Show every line of the data below that contains the word "Give". Case counts.

### Available records ###

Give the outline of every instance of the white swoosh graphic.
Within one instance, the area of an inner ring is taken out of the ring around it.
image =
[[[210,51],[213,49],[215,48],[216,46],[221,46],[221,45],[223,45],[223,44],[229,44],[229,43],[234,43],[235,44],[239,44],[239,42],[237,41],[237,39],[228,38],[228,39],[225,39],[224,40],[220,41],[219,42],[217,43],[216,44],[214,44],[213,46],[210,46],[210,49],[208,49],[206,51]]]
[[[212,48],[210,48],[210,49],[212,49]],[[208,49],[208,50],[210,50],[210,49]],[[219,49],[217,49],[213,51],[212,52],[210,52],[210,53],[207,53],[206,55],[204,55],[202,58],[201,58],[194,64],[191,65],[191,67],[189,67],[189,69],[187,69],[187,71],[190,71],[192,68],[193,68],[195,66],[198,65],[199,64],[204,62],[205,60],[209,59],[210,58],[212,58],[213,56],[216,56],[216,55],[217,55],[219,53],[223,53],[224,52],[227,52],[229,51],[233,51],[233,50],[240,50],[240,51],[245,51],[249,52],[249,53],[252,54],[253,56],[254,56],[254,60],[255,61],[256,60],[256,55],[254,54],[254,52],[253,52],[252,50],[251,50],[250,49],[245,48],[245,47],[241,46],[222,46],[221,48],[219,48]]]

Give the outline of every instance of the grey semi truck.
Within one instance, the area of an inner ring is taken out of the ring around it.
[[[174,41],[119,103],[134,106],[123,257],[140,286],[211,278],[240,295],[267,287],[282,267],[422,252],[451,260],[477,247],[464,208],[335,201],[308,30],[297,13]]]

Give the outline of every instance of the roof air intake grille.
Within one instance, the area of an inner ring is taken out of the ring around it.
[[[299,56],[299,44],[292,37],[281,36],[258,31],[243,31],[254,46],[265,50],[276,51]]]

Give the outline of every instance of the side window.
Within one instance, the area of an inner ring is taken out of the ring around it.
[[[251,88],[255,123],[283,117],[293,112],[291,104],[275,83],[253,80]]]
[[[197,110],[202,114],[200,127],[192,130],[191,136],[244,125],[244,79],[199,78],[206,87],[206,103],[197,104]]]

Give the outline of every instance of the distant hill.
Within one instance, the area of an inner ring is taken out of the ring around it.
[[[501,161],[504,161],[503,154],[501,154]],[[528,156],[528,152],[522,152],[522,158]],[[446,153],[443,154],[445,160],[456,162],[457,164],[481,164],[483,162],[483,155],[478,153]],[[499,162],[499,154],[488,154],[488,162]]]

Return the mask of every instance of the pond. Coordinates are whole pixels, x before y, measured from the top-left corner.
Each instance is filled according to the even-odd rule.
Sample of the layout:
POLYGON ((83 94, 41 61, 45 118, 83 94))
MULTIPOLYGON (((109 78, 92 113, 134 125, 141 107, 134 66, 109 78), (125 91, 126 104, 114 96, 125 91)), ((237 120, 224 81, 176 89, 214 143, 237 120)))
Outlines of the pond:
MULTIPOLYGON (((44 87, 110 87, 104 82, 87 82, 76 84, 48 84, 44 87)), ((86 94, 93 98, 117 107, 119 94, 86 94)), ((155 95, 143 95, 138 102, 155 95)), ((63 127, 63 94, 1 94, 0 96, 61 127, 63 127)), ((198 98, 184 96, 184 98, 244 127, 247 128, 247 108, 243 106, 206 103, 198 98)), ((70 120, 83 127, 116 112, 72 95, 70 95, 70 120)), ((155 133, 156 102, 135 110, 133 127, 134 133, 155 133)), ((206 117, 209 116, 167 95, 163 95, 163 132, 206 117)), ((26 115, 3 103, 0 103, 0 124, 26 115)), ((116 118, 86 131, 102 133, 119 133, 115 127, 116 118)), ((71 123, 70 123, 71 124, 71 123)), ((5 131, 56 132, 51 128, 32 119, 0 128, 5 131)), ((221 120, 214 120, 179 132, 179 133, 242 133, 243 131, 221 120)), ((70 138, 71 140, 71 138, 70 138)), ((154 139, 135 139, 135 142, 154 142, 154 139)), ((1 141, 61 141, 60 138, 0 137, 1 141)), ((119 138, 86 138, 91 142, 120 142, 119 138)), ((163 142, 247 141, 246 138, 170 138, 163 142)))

###

[Solution]:
Give the outline of every instance of the white swoosh graphic.
Give the outline of every instance of the grey semi truck.
Give the outline of every instance of the roof air intake grille.
Give the outline of every instance of the side window.
Give the outline of every instance of the distant hill.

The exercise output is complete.